I think it's doubtful that today's learners, especially those of the younger generation, would even bother to read learning objectives.
Most people have their own objectives for learning regardless of what the instructor has written down in a syllabus.

As a multi-tasking learner myself, I think the best way to maintain the highest level of learning possible is to increase engagement within the learning interface.

This means providing multiple learning channels simultaneously. Even though learning is negatively affected by multi-tasking, it's a reality that isn't going way.
I agree that learners do not want to read learning objectives, but I am also not sure the author of this article was asking the learner to read them.

Good course design requires the teacher/trainer to develop a set of learner outcomes (or learning objectives) that make it clear what the learner must do to obtain skills and knowledge. These learning outcomes are measurable actions that are incorporated into the design of course materials, activity tasks and assessments. They can guide the teacher/trainer to design appropriate content that is relevant to the level being studied. If written well they provide a benchmark to ensure that training is at the correct level and that assessments are not over assessing (yes I know another issue entirely) or under assessing.

Unfortunately the article didn't address the issue of multi-tasking (which was the reason I started to read it in the first place) so I was a little disappointed.

I am also a multi-tasking learner. Increasing engagement with the learning interface is a good strategy.

In my class (face to face and online) I consider the tasks the learners are undertaking during my class (in particular the multi-tasking activities I hadn't planned on) as well as considering the technologies they are interacting with (such as texting, chat, web searching, facebook etc). Where possible I then try to build some of these activities and technologies into my course design, learning activities and assessment tasks. This has worked really well for me and the students really seemed to enjoy the experience.
The multitasking myth has been debunked so many times that it's hard to explain why we still consider it a training issue.

Multitasking is not a learning preference; it's a bad habit. It has been extensively proven that the human brain does not multitask. An unmotivated, distracted and inattentive learner is not a multitasker.

### Dataset
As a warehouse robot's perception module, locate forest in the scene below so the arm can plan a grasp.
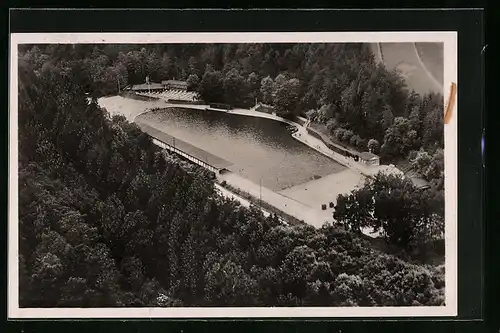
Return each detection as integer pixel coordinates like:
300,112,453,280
18,45,445,307
21,43,444,163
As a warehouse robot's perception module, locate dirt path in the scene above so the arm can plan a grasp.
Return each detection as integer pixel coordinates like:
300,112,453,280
219,172,333,228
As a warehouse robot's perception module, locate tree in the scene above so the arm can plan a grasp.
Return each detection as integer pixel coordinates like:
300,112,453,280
382,117,419,156
274,76,300,115
187,74,200,91
368,139,380,154
260,76,274,104
223,68,248,106
247,72,260,99
198,65,224,102
334,173,442,249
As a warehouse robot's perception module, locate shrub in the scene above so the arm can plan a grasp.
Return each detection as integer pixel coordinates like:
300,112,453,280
342,130,354,142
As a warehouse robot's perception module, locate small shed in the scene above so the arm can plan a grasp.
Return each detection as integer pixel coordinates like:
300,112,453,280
359,151,380,165
161,80,188,90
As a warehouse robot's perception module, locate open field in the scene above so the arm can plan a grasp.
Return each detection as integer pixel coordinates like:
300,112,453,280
279,169,365,211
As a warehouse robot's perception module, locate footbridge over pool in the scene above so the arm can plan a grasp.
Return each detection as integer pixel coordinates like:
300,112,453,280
136,122,232,174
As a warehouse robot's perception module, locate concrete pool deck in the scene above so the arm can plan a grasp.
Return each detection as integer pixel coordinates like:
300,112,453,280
100,96,390,234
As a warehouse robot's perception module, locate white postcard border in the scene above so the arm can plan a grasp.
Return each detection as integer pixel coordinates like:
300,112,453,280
8,31,458,319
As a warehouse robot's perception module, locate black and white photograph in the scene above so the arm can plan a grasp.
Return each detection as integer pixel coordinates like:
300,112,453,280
9,32,458,318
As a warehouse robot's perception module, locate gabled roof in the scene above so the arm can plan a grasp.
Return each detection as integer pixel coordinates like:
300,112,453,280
132,83,163,90
359,151,379,161
161,80,187,86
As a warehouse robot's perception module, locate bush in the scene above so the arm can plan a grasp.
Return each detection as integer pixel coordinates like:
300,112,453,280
342,130,354,143
333,127,345,141
326,119,338,133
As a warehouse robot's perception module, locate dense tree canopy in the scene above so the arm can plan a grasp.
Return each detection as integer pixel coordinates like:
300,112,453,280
19,45,444,307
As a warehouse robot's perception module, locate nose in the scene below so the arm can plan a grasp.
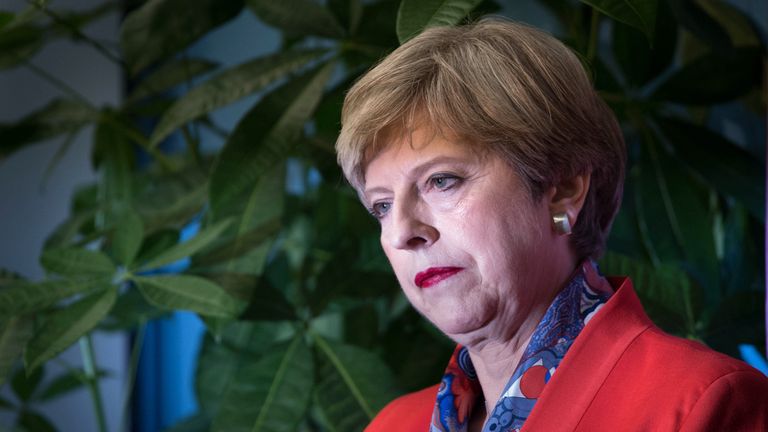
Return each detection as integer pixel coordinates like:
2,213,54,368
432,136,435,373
382,203,440,250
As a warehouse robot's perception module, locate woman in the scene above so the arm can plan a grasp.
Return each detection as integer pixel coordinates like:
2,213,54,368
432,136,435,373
337,20,768,432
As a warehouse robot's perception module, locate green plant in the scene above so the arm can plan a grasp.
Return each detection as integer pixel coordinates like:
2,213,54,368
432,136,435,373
0,0,765,431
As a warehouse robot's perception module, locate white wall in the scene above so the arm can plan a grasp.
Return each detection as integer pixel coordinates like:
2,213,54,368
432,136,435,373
0,0,128,432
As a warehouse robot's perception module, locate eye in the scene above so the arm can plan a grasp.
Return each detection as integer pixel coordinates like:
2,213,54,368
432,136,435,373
368,201,392,219
428,174,461,190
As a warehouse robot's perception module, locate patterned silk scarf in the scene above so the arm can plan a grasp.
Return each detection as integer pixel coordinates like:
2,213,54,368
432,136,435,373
429,261,613,432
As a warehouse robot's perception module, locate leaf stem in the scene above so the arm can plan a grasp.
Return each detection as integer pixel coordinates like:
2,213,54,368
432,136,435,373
80,334,107,432
29,1,127,70
587,8,600,64
118,319,147,432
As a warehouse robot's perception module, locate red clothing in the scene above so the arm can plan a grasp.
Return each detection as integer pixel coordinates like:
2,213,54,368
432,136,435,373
366,278,768,432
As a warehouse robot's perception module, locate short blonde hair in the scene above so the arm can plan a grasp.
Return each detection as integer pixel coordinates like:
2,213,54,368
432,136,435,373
336,18,626,259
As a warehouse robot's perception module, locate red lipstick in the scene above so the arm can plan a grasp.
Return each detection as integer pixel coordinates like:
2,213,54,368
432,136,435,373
413,267,464,288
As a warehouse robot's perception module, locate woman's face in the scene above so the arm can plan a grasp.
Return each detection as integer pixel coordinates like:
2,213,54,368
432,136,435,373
364,128,573,344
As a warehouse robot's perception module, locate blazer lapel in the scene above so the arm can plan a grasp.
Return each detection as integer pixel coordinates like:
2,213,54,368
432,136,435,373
523,278,653,431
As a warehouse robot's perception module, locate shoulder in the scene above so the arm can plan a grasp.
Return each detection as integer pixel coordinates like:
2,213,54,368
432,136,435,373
564,278,768,431
365,385,439,432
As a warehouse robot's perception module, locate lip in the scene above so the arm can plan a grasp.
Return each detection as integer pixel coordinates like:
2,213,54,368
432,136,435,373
413,267,464,288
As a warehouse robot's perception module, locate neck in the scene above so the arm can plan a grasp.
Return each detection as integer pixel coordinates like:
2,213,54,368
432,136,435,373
467,309,546,416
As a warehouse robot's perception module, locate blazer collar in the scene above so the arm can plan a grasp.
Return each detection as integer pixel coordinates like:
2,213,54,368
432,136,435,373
523,278,653,431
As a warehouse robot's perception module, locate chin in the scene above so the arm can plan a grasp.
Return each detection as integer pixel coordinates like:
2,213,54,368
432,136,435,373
430,313,488,344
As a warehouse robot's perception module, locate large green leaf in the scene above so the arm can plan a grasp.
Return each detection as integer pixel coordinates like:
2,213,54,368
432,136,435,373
0,99,98,158
133,164,208,231
134,275,243,318
136,220,231,271
0,315,35,387
210,63,334,219
24,287,117,370
38,369,93,401
397,0,482,43
99,289,169,331
92,110,136,214
18,409,56,432
0,267,24,290
581,0,659,41
195,321,292,417
212,335,314,432
611,2,678,86
240,277,296,321
192,218,282,268
0,278,104,317
328,0,363,34
600,252,701,338
246,0,344,38
112,207,144,266
40,248,116,277
659,118,765,221
120,0,243,74
315,336,396,432
11,362,45,402
127,58,218,103
653,47,763,105
667,0,733,53
0,25,46,70
150,49,326,146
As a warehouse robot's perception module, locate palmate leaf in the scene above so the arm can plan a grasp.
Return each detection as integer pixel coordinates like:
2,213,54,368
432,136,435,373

### Task statement
Continue the discussion of multitasking learners and learning objectives from the point where it stops.

### Answer for the task
The idea that we need to adjust and modify training strategies to this new learner is ridiculous and unsupported by any respectable research.

What we must develop is the learners' motivation and engagement by providing meaningful learning experiences.
There are some very interesting points in that last comment and yes there is considerable research to suggest that the brain does not multi-task http://www.dailymail.co.uk/health/article-1205669/Is-multi-tasking-bad-brain-Experts-reveal-hidden-perils-juggling-jobs.html

I guess what I am saying here is rather than allowing your learners to engage with all the technologies and activities (that are not part of your learning environment) they engage with in your class (as you say these are bad habits) you can incorporate some of the tasks and technologies they enjoy into your learning design where appropriate.

Multi-taskers are not new, they have always been there. The point of the article is to consider that they are there and to identify strategies to assist them.

I would love to read comments on the strategies (that create a meaningful learning environment) that have been proven to motivate these learners.
I don't work for Allen Interactions so I can plug them objectively. Here are some of their demos: http://www.alleninteractions.com/e-learning-demos.

These aren't even their best examples but they do a good job of showing how the interactions engage the learner on multiple levels to keep them from multi-tasking while they are learning.